3. Programmed-Death Ligand-1 (PD-L1) Expression

Given the role that PD-L1 plays in tumor immune escape, its expression has emerged as a potential biomarker to test the effectiveness of ICI. PD-L1 expression is a current exploration amongst GI tumors to determine if this holds an ICI predictive role.
For upper GI patients (gastric and esophageal patients), PD-L1 expression and ICI response is of much debate given conflicting results seen in CHECKMATE 649, KEYNOTE-811, ATTRACTION-4, JAVELIN, and ORIENT-16 [36][37][38][39][40]. These trials are described in detail in Table 2. Currently, for upper GI tumors, researchers feel PD-L1 expression (method and degree of positivity) needs more standardization across trial designs to determine the predictive value. It is clear with the current data that additional new biomarkers and correlating with other clinicopathological features are needed to determine those likely to benefit in the high PD-L1 combined positive score (CPS) patients. As this appears at present time not to be the ideal biomarker alone to determine ICI response.
Table 2. Programmed-Death Ligand-l Expression with Immune Checkpoint Inhibitors in Gastric Cancer [36][37][38][39][40].

Exercise instructions:
1 - For each statement, say whether the PD-L1 section agrees with it, and quote the words from the section that decide it. (a) Trials such as KEYNOTE-811 and JAVELIN gave conflicting results for upper GI patients. (b) PD-L1 expression is already standardized across trial designs. (c) PD-L1 expression alone appears to be the ideal biomarker for ICI response.
2 - According to the PD-L1 section, which patients are meant by upper GI patients?
3 - Extract everything in the PD-L1 section from "For upper GI patients" down to "determine ICI response.".
The data that comes after has no connection to the PD-L1 section.

Information shown:
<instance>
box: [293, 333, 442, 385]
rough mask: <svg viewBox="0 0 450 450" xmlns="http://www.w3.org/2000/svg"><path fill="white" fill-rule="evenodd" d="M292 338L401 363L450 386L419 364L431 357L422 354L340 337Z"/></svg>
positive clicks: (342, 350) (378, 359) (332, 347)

Replies:
1 -
(a) Yes: "given conflicting results seen in CHECKMATE 649, KEYNOTE-811, ATTRACTION-4, JAVELIN, and ORIENT-16"
(b) No: "needs more standardization across trial designs to determine the predictive value"
(c) No: "appears at present time not to be the ideal biomarker alone to determine ICI response"

2 - Gastric and esophageal patients.

3 -
For upper GI patients (gastric and esophageal patients), PD-L1 expression and ICI response is of much debate given conflicting results seen in CHECKMATE 649, KEYNOTE-811, ATTRACTION-4, JAVELIN, and ORIENT-16 [36][37][38][39][40]. These trials are described in detail in Table 2. Currently, for upper GI tumors, researchers feel PD-L1 expression (method and degree of positivity) needs more standardization across trial designs to determine the predictive value. It is clear with the current data that additional new biomarkers and correlating with other clinicopathological features are needed to determine those likely to benefit in the high PD-L1 combined positive score (CPS) patients. As this appears at present time not to be the ideal biomarker alone to determine ICI response.